December 2001
On November 29, 2001, four Israelis died in a suicide attack on a bus near Hadera, north of Tel Aviv. On December 1, twelve people were killed and 180 wounded in a downtown Jerusalem attack carried out by two suicide bombers and a car bomb that exploded twenty minutes later, timed to strike the oncoming rescue teams. On December 2, a suicide bomber blew up a crowded bus in Haifa, killing fifteen and wounding over forty more. Another bus was destroyed in the attack. On December 5, a suicide bomber blew himself up near a bus stop in the center of Jerusalem. Eleven people were wounded. On December 9, Israeli policemen at a busy junction north of Haifa shot a suspicious-looking terrorist. The explosives in his belt detonated, wounding thirty-one people.
One p.m. These are the moments of fear after the terrorist attack in Haifa. The radio speaks of as many as fourteen dead and about fifty wounded from the explosion of a suicide bomber in a bus. They’re all civilians.
Each ring of the telephone might be announcing terrible news from relatives and friends who live there. One young cousin isn’t answering her cellphone. We know that she had been planning a ride on bus number 16, the route on which the attack occurred.
My finger desperately punches the numbers of the hospitals to which the victims were evacuated. Has she been admitted? The operator at the emergency center looks down the list. Seconds that last forever. We think about her. Of what it will be like without her.
- - -
** Task requirements **
1 > Answer these questions from the December 2001 account:
(a) How many people were wounded in the December 5 attack near a bus stop in Jerusalem?
(b) Which bus route had the young cousin been planning to ride?
(c) How long after the suicide bombers did the car bomb go off in the December 1 attack in downtown Jerusalem?
2 > For each statement, say whether it agrees with the December 2001 account, and quote the words that decide it.
(a) The November 29 bus attack took place south of Tel Aviv.
(b) On December 9, policemen shot the terrorist at a junction north of Haifa.
(c) The young cousin answered her cellphone.

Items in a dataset
- - -
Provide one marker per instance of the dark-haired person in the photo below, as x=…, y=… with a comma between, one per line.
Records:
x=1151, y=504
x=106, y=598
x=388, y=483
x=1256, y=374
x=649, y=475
- - -
** Your written answers **
1 >
(a) Eleven people.
(b) Bus number 16.
(c) Twenty minutes later.

2 >
(a) No: "near Hadera, north of Tel Aviv"
(b) Yes: "Israeli policemen at a busy junction north of Haifa shot a suspicious-looking terrorist"
(c) No: "One young cousin isn’t answering her cellphone."